§ EXCERPTED PASSAGE:
Apart from M.I.T. Preparatory School and the prestigious Slide Rule Academy, this was the first time 8^{th} graders in America had taken algebra. Traditionally, Algebra 1 was a 9^{th} grade course. I took my Algebra 1 draft notice to the principal’s office and claimed the Selective Service System classification 4-F.

Four-f meant that pregnant teenagers, juvenile delinquents, and cafeteria workers with dirty hairnets could be drafted before me. I was not acceptable for service because I did not meet established criteria for mental health. Namely, I’d go bonkers if I had to take Algebra 1.

The principal paid me no attention, and sure enough, 1959 was the year I developed a severe case of math bonkers, of which there were three symptoms.

The first symptom of math bonkers was the feeling that I wasn’t cut out for higher math. All I had to do was look at several guys in my class, and I felt out of place. They pulled up their pants around their chest, wearing both a belt and a pair of suspenders. They rode Mod-Peds and carried slide rules in two-piece pool cue cases. I called them Snerds because they reminded me of ventriloquist Edgar Bergen’s dummy, Mortimer Snerd. A few years later this would be abbreviated to “nerd”.

§ ACTIVITY LIST:
- A) In the passage about eighth-grade algebra, in which grade was Algebra 1 traditionally taught?
- B) Please explain, in one to three sentences, why the writer of the passage about eighth-grade algebra claimed the classification 4-F.

§ DATA BLOCK:
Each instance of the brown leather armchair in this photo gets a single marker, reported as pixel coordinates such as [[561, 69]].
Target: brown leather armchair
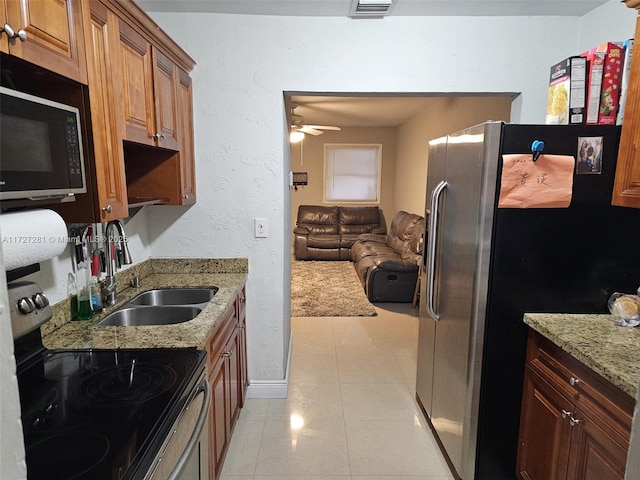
[[327, 232], [388, 265]]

§ SOLUTIONS BY TASK:
- A) Ninth grade.

- B) The writer claimed 4-F as not acceptable for service, on the grounds of not meeting established criteria for mental health. The writer would go bonkers if made to take Algebra 1.